According to the article on Delhi's education reforms, when did Shailendra Sharma become Principal Advisor to Director Education?

_Passage provided_.
---
Published: 21st September 2022
Delhi, education and Reform 2.0: Principal Advisor to Director Education tells us what to expect next from the National Capital
Curricular reforms are just two to four years old. We have a long way to go before it becomes an integral part of the school curriculum, he says
Delhi and quality education seem to be synonymous with each other lately. Happiness Curriculum, Entrepreneurship Mindset (EMC), Deshbhakti and the list is surely quite long. Chief Minister of Delhi Arvind Kejriwal and Education Minister Manish Sisodia are at the front and centre of it all, but there are others who are working behind the scenes too — who can really lend insights into what it is that the National Capital getting right when it comes to educating the future of the nation.
One such personality is Shailendra Sharma, Principal Advisor to Director Education, Government of NCT Delhi. After being associated with Pratham, the organisation that works in the space of education since 2002, Shailendra Sharma became the Principal Advisor in February 2016. And when we ask him after all the milestones, what’s coming up in terms of education in Delhi next, he says, “There are a few big initiatives which we call Reform 2.0.”
That itself is a cliffhanger.
We proceed to ask the alumnus of Delhi University about all that’s coming next, all that has happened and what’s his near-ideal idea of education and more. Excerpts from an interesting conversation.
The stand-out policies of Delhi's education system are, of course, well known. For example, the happiness curriculum. But what are the little things that Delhi is getting right when it comes to education and where is there scope for improvement?
The Happiness Curriculum is the first of the three mindset curricula we introduced in our schools. The other two are Entrepreneurship Mindset (EMC) and Deshbhakti. We introduced these curricula because balanced education requires a proportionate emphasis on knowledge, skills and attitudes but conventionally schools across the country, barring a few exceptions, largely focus on scholastic areas only. Thus, good grades in subjects like Math, Science seem to be the only indicator of “success” or qualities of “good students”.
---
_Data for review_.
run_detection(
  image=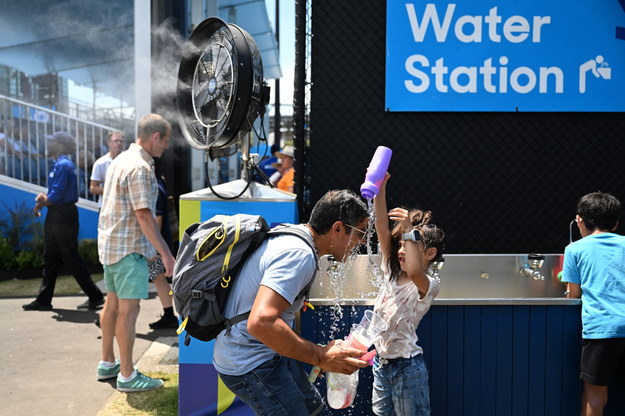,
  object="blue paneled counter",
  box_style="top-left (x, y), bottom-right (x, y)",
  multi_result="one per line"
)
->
top-left (300, 298), bottom-right (625, 416)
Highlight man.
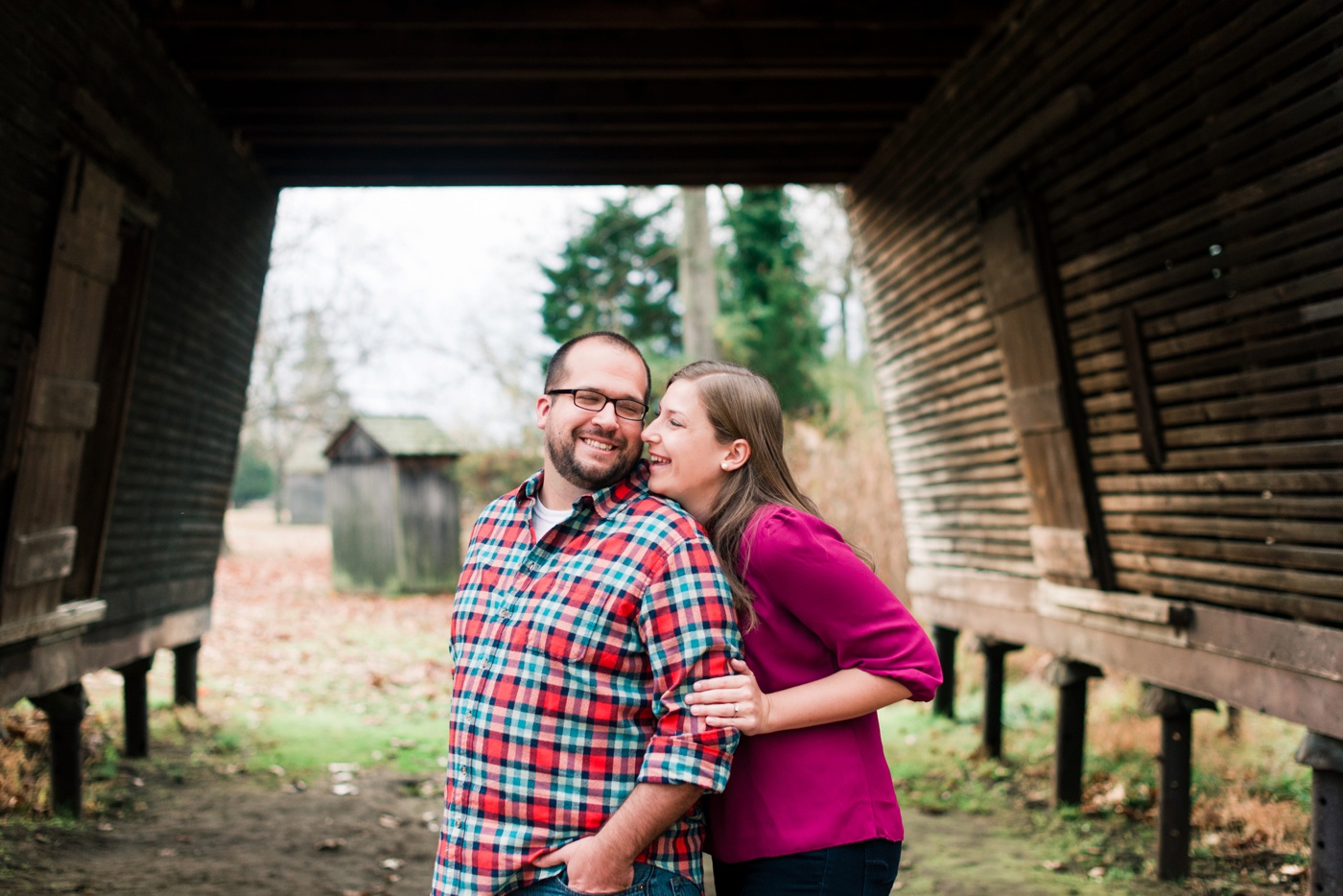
---
_Response below_. In February 2016.